Document text:
▬▬▬▬▬▬▬▬▬▬
You use LaTeX, that is, the [ itex ][ /itex ] -tags (remove the spaces) . There's a guide in the forums somewhere if you're not familiar with it, I'll edit a link to it to this post if I find it. You can also open the "LaTeX Reference" by clicking the Σ in the toolbar.

If you don't have to write anything complicated, you can just use the quick symbols and x2 and x2 buttons in the toolbar. LaTeX looks a lot nicer & it's easier to read, though.

EDIT: Here's the LaTeX guide.

Mentor
 Quote by feihong47 1. The problem statement, all variables and given/known data 2. Relevant equations 3. The attempt at a solution I assume I can't use a calculator obviously.. so I'm quite stuck. The answer is 5, but I have no idea how to get that. (log23)(log34)(log45) ... (log3132)
▬▬▬▬▬▬▬▬▬▬
Dataset records about object locations:

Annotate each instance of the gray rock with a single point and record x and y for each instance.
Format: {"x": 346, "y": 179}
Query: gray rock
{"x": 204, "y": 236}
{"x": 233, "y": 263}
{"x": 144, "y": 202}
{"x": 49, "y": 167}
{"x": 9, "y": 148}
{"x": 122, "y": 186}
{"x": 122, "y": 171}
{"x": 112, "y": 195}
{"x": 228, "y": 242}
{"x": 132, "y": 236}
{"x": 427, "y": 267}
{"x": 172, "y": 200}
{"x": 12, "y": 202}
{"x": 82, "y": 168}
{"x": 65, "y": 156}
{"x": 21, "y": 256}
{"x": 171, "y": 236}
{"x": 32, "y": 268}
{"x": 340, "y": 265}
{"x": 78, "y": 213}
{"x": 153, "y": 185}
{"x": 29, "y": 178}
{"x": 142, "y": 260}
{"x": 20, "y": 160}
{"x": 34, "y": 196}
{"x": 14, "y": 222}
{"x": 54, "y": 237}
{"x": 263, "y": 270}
▬▬▬▬▬▬▬▬▬▬
Directives:
1) Answer these questions from the forum thread:
(a) Which tags does the first post say to use for LaTeX?
(b) What must a reader click in the toolbar to open the "LaTeX Reference"?
(c) What does the quoted post give as the answer to the problem?
2) Translate this sentence from the forum thread into Spanish: "LaTeX looks a lot nicer & it's easier to read, though."
3) Carry on the forum thread about writing math in posts from where it stops.

Expected outputs:
1)
(a) The [itex][/itex] tags.
(b) The Σ.
(c) 5.

2) Sin embargo, LaTeX se ve mucho mejor y es más fácil de leer.

3)
You could also approach this as follows:

Let $\displaystyle y=(\log_{2}3)\,(\log_{3}4)\,(\log_{4}5)\,\dots\,( \log_{31}32)$

Then, $\displaystyle 2^y=2^{(\,(\log_{2}3)\,(\log_{3}4)\,(\log_{4}5)\, \dots\,( \log_{31}32)\,)}$

By laws of exponents and the definition of a logarithm,

$2^{(\,(\log_{2}3)\,(\log_{3}4)\,(\log_{4}5)\, \dots\,( \log_{31}32)\,)}$
$=\left(2^{(\log_{2}3)}\right)^{(\,(\log_{3}4)\,( \log_{4}5)\, \dots\,( \log_{31}32)\,)}$

$=3^{(\,(\log_{3}4)\,( \log_{4}5)\, \dots\,( \log_{31}32)\,)}$

$=\left(3^{(\log_{3}4)}\right)^{(\,( \log_{4}5)\, \dots\,( \log_{31}32)\,)}$

$=4^{(\,( \log_{4}5)\, \dots\,( \log_{31}32)\,)}$

etc.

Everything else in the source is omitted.